Prosigue el texto sobre la necesidad que la Iglesia tiene del Espíritu Santo a partir de su última frase.

» **Documento**:
▶
Si bien con distintos matices, hoy los unos y los otros se acogen a la antigua fórmula de san Ireneo:
“Donde está la Iglesia, allí está también el Espíritu de Dios, y donde está el Espíritu de Dios, allí está también la Iglesia y toda gracia” (Contra las herejías).
No se puede partir esta afirmación por la mitad y tomar en serio, o bien sólo la primera parte, como pretendían los católicos; o bien sólo la segunda, como querían los protestantes.
Nadie ha expresado esta renovada conciencia de la necesidad que toda la Iglesia tiene del Espíritu Santo con más pasión que Pablo VI:
‘Nos hemos preguntado más de una vez... cuál es la necesidad, primera y última, que advertimos para esta nuestra bendita y amada Iglesia. Tenemos que decirlo casi temblando y suplicando, ya que, como saben, se trata de su misterio y de su vida: el Espíritu, el Espíritu Santo, el animador y santificador de la Iglesia, su respiración divina, el viento que sopla en sus velas, su principio unificador, su fuente interior de luz y fuerza, su apoyo y su consolador, su fuente de carismas y cantos, su paz y su gozo, su prenda y preludio de vida bienaventurada y eterna. La Iglesia necesita su perenne Pentecostés: necesita fuego en el corazón, palabra en los labios, profecía en la mirada... La Iglesia necesita recuperar el anhelo, el gusto y la certeza de su verdad... La Iglesia necesita, además, sentir que fluye, otra vez, por todas sus facultades humanas la ola de amor, de ese amor al que llaman caridad, y que precisamente, es derramado en nuestros corazones por el Espíritu Santo que se nos ha dado’ (Discurso 29-XI-1972).
◀
» **Información proporcionada**:
▶
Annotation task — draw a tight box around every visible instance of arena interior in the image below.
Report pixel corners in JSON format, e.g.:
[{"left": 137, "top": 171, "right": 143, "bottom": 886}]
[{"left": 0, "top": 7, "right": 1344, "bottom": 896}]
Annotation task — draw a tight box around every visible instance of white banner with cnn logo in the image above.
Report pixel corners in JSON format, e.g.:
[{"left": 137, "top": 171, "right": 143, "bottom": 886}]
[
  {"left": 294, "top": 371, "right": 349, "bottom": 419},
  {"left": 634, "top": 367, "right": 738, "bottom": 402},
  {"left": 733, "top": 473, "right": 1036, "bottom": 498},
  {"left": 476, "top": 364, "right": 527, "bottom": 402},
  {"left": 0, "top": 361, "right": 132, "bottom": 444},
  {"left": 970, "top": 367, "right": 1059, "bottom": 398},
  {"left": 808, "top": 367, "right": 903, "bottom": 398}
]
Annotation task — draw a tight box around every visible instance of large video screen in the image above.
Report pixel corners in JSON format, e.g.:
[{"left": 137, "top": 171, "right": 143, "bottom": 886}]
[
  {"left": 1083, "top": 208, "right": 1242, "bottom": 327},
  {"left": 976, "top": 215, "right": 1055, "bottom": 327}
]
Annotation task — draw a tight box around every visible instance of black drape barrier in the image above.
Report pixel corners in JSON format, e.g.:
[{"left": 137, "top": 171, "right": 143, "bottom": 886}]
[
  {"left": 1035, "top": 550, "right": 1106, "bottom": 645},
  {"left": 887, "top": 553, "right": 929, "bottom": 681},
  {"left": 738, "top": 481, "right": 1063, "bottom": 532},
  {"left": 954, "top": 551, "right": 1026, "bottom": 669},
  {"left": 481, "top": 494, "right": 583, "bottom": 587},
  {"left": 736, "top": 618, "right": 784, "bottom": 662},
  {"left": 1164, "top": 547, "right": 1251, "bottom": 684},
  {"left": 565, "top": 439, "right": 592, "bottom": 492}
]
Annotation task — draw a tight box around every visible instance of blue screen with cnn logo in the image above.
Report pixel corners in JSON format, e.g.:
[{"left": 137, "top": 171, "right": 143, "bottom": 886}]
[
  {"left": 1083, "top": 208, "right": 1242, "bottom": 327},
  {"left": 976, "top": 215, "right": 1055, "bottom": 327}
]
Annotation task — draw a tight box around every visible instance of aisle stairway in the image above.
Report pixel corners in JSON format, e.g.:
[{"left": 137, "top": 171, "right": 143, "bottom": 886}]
◀
» **Resultado**:
La contemplación del Espíritu como caridad y amor, nos puede servir de ayuda también en el camino hacia la unidad de todos los cristianos. La pregunta que hoy muchos empiezan a hacerse es la siguiente: ¿Yo, como católico, con quiénes puedo sentirme más en comunión: con todos aquellos que, a pesar de haber sido bautizados en mi misma Iglesia, prescinden totalmente de Cristo y son cristianos sólo de nombre, o con quienes pertenecen a otras Iglesias, pero creen en las mismas verdades fundamentales en las que yo creo, aman a Jesucristo hasta dar la vida por él, y actúan movidos por el mismo Espíritu Santo?
No vamos a poder evitar por más tiempo plantearnos este problema y tratar de solucionarlo. Seguir dando prioridad a la comunión institucional con respecto a la espiritual, cuando resulta que las dos cosas, lamentablemente, no coinciden aún, significaría invertir el principio tradicional y poner la comunión de los signos por encima de la comunión real, que es el Espíritu Santo.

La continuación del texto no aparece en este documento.